─── PAGE EXTRACT

As members of Congress and the president continue negotiations on the so-called “fiscal cliff,” the rest of the country is left with the challenge of trying to understand what this financial endgame actually means. What exactly are the concrete stakes of the fiscal cliff? And is “fiscal cliff” an appropriate term – or, as some observers argue, is this event more akin to a “fiscal slope” or “fiscal staircase,” with consequences staggered over a period of time?
As economics editor for the The Wall Street Journal, David Wessel spends his days trying to make sense of complicated issues concerning the federal budget, economic living standards, and the ongoing financial crisis. Wessel joins us on Chicago Tonight at 7:00 pm. The following is a transcript of our conversation with the Pulitzer Prize-winning journalist:
How dangerous is the fiscal cliff? I've heard it described as both a cataclysmic event and a manageable problem that may not, in the end, push up interest rates or weaken the dollar.
Congress set this up to force itself to do something about the deficit. It was a suicide pact. It wasn’t supposed to be easy. If we go over the fiscal cliff and stay there for a year or two, we have a recession; that is, tax increases and spending cuts in an already weak economy. If lawmakers fail to reach a deal in December, I think this’ll at least shake up public confidence in government. It’ll shake up the stock market.

──────
─── GIVEN RECORDS

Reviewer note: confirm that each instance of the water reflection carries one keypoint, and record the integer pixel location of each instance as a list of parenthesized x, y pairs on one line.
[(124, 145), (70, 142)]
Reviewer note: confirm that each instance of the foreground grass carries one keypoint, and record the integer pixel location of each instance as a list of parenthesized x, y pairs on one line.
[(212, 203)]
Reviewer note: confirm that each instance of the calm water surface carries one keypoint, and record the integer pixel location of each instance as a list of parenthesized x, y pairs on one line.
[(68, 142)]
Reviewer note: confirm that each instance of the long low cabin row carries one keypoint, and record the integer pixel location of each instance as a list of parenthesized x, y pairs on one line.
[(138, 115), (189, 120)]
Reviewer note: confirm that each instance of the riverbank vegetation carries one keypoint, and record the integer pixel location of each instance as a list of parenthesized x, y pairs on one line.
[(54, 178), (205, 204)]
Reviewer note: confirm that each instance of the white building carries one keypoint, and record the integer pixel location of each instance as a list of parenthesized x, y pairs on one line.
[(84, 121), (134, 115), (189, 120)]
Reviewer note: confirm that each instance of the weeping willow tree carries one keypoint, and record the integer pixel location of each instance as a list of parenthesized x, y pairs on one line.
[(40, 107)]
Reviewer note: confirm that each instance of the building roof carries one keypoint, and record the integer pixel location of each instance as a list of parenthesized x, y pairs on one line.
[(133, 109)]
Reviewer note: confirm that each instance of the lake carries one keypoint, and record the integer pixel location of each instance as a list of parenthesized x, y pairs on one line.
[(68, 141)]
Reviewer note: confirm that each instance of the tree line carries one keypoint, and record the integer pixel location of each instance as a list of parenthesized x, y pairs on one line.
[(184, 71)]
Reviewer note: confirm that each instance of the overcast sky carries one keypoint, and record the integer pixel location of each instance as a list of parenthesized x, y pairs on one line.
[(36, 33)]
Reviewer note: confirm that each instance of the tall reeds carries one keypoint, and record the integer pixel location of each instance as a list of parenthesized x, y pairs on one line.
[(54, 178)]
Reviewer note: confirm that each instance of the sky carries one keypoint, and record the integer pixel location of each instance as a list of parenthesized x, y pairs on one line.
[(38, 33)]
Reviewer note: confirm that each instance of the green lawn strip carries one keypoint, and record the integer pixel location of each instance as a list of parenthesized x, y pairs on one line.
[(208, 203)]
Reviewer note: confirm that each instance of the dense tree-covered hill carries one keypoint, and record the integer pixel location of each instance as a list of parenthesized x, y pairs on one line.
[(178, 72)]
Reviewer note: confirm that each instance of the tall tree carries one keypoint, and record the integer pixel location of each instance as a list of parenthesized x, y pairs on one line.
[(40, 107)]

──────

QUESTIONS ON THE MATERIAL:
- 1) Switch "interest rates" to "borrowing costs" in the fiscal cliff interview, then write out everything from "As economics editor" down to "weaken the dollar.".
- 2) According to the fiscal cliff interview, why would going over the cliff and staying there for a year or two cause a recession?

TASK RESPONSES:
- 1)
As economics editor for the The Wall Street Journal, David Wessel spends his days trying to make sense of complicated issues concerning the federal budget, economic living standards, and the ongoing financial crisis. Wessel joins us on Chicago Tonight at 7:00 pm. The following is a transcript of our conversation with the Pulitzer Prize-winning journalist:
How dangerous is the fiscal cliff? I've heard it described as both a cataclysmic event and a manageable problem that may not, in the end, push up borrowing costs or weaken the dollar.

- 2) Going over the cliff would bring tax increases and spending cuts at a time when the economy is already weak.